**SOURCE EXCERPT**.
============
Võ Thị Ánh Xuân (born 8 January 1970) is a Vietnamese politician and former educator who currently serves as the Vice President of Vietnam since 2021. She was the Acting President of Vietnam in early 2023. 

She was elected Vice President of Vietnam on 6 April 2021 after winning 93.13% of the votes in the National Assembly, continuing the recent norm of having a woman holding this position. Prior to her election, Xuân served as the Secretary of the Party Committee (de facto Governor) of An Giang province and chaired the province's deputies delegation to the National Assembly. A member of the Party Central Committee, she is the second female president after Đặng Thị Ngọc Thịnh, who was also Acting President in 2018. Xuân is the youngest Vice President of Vietnam since 1945.

Early life
Võ Thị Ánh Xuân was born on 8 January 1970 in Thới Sơn, Tịnh Biên, An Giang province. She was a teacher in a high school in Long Xuyên, An Giang Province from 1992 to 1996. She was accepted in the Communist Party of Vietnam on 20 December 1994, officially becoming a member of the party on 20 December 1995.

Political career
From August 1996 to July 2001, Võ Thị Ánh Xuân was a General Research Staff in Office of An Giang Provincial Party Committee. Between 2001 and 2010, she was a member of Standing Board, Vice Chairwoman then Chairwoman of An Giang Women's Union. During that time, she was also a member of the Committee of the An Giang Provincial Party Organisation (December 2005 to October 2010). From August 2010 to October 2010, she was also Deputy Head of An Giang Provincial Commission for Mass Mobilisation.
============
Region labeling items:
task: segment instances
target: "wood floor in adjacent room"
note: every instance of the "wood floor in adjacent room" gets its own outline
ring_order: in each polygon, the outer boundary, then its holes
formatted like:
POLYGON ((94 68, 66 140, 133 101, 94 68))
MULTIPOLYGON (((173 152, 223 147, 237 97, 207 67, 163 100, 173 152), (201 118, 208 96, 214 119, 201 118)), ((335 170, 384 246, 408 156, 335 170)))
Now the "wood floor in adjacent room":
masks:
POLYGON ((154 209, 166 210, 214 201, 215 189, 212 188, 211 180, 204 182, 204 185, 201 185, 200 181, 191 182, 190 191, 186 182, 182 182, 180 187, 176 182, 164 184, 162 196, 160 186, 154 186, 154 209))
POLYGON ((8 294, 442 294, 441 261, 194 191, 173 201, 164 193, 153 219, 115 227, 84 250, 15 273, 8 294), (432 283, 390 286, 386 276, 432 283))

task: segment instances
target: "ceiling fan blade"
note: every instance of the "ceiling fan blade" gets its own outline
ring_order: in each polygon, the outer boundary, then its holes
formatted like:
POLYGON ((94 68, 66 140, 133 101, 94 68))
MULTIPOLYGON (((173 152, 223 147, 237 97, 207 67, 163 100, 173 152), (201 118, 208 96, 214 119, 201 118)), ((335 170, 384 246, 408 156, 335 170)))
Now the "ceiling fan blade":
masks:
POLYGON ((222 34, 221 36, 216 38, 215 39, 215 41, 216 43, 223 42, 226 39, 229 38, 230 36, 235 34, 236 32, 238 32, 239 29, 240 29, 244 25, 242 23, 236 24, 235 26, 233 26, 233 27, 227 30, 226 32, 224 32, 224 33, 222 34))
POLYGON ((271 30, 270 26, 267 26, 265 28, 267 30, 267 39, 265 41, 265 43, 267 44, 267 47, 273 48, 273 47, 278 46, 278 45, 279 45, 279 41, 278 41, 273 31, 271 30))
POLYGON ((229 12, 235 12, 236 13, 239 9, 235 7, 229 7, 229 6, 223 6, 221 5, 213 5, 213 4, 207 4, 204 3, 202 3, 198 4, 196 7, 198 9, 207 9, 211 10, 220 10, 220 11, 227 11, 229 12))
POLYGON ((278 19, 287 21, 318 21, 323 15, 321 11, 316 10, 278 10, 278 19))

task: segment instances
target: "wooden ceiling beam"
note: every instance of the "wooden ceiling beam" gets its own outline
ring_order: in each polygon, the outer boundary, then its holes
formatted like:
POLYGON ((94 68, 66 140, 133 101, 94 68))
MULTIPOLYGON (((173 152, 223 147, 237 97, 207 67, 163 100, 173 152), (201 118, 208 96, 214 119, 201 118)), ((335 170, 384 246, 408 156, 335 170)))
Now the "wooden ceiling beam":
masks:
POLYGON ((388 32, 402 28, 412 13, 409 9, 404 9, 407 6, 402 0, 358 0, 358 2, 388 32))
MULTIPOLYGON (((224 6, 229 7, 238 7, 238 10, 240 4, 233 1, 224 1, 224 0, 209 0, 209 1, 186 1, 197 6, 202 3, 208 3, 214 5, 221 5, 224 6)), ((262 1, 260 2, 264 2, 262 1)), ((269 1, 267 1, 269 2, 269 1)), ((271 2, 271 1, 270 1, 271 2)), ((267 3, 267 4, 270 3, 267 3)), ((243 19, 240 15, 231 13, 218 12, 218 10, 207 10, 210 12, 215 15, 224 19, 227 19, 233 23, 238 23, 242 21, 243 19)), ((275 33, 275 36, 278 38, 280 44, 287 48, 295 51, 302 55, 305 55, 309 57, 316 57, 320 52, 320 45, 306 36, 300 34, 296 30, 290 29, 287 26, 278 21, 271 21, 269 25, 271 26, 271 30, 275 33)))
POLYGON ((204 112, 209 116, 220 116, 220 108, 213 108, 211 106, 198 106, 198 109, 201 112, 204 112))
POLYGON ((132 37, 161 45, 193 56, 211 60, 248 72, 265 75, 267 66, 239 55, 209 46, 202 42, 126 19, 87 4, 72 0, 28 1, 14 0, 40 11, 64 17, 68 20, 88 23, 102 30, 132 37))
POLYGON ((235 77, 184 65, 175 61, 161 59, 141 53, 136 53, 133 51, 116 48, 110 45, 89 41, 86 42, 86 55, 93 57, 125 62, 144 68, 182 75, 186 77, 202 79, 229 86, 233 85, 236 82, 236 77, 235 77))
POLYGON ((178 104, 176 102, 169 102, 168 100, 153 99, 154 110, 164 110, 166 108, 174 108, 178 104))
============
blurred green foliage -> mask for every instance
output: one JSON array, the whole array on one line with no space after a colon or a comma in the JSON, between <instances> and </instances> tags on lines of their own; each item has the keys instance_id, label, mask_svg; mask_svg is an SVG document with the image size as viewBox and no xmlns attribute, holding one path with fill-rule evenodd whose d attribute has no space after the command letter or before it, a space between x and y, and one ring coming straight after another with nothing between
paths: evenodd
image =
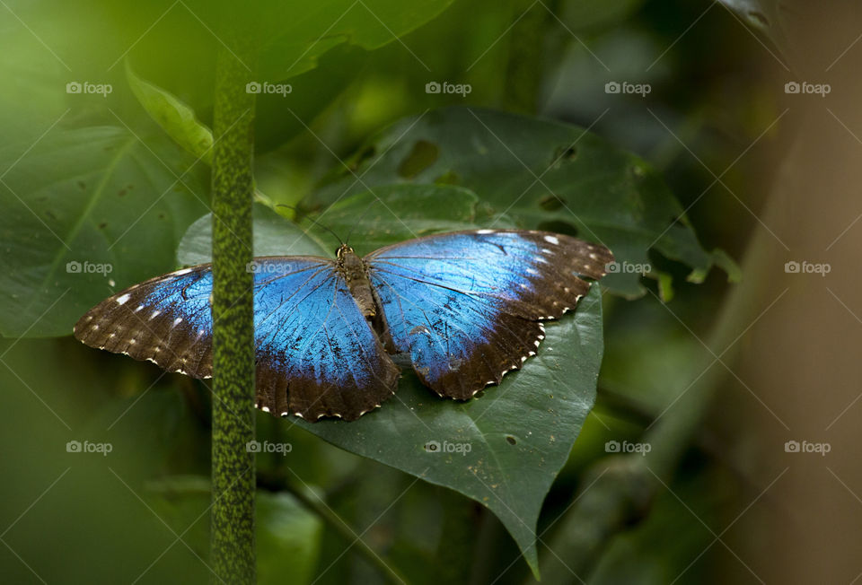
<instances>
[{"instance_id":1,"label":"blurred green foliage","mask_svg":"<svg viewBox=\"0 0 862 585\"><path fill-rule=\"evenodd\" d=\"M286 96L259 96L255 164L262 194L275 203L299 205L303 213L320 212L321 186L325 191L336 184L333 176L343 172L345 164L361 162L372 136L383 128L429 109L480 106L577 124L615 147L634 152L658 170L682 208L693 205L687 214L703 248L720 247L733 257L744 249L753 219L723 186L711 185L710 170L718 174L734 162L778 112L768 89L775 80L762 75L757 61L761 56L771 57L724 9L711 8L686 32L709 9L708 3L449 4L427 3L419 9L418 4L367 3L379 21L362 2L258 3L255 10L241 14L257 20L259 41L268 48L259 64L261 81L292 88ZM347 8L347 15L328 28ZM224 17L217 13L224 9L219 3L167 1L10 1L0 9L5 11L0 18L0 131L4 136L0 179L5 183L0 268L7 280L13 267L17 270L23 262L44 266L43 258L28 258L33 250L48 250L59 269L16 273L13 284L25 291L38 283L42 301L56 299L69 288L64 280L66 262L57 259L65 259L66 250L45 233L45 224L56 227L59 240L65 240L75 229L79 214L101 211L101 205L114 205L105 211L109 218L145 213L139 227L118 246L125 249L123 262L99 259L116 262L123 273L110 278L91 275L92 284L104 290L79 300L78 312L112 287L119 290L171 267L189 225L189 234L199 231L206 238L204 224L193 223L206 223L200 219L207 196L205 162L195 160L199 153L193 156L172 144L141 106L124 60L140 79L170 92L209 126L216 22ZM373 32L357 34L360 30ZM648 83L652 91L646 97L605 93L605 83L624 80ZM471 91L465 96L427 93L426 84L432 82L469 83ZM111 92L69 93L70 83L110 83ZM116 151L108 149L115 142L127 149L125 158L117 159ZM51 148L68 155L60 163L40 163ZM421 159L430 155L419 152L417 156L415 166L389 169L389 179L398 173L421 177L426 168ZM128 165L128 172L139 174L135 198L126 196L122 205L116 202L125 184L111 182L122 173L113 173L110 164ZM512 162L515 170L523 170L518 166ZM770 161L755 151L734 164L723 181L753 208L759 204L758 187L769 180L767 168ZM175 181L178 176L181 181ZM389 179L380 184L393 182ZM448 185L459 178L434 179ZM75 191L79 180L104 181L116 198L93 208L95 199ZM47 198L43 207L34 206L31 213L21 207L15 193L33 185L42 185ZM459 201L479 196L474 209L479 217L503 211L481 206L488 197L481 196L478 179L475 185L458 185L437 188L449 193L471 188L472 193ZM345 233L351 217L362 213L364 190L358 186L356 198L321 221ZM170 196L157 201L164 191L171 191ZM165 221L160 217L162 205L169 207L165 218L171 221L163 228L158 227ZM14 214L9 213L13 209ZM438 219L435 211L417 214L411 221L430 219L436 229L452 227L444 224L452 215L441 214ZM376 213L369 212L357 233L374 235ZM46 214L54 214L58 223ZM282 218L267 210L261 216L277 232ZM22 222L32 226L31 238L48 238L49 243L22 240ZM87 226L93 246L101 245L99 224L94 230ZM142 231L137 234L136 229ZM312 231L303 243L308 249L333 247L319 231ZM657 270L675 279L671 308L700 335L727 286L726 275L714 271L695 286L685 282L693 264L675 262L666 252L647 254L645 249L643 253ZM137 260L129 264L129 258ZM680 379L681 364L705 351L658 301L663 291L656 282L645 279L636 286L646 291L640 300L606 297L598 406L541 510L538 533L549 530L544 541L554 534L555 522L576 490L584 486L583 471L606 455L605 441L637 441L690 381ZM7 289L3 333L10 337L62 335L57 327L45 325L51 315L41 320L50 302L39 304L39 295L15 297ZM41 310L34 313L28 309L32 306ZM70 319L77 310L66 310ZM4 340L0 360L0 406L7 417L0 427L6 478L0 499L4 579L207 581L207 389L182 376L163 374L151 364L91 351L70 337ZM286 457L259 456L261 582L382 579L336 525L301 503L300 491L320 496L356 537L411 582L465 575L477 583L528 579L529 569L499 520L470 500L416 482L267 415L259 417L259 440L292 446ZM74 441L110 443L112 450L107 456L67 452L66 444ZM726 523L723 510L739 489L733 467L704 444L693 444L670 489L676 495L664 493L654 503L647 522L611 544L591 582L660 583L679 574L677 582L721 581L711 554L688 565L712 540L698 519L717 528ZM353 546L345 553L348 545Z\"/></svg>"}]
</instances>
============
**SHORT TASK A**. Reproduce the stretch of the Võ Thị Ánh Xuân biography from "She was elected" through "20 December 1995.".
**SHORT TASK B**. According to the Võ Thị Ánh Xuân biography, on what date did she officially become a member of the Communist Party of Vietnam?

**ANSWER A**.
She was elected Vice President of Vietnam on 6 April 2021 after winning 93.13% of the votes in the National Assembly, continuing the recent norm of having a woman holding this position. Prior to her election, Xuân served as the Secretary of the Party Committee (de facto Governor) of An Giang province and chaired the province's deputies delegation to the National Assembly. A member of the Party Central Committee, she is the second female president after Đặng Thị Ngọc Thịnh, who was also Acting President in 2018. Xuân is the youngest Vice President of Vietnam since 1945.

Early life
Võ Thị Ánh Xuân was born on 8 January 1970 in Thới Sơn, Tịnh Biên, An Giang province. She was a teacher in a high school in Long Xuyên, An Giang Province from 1992 to 1996. She was accepted in the Communist Party of Vietnam on 20 December 1994, officially becoming a member of the party on 20 December 1995.

**ANSWER B**. 20 December 1995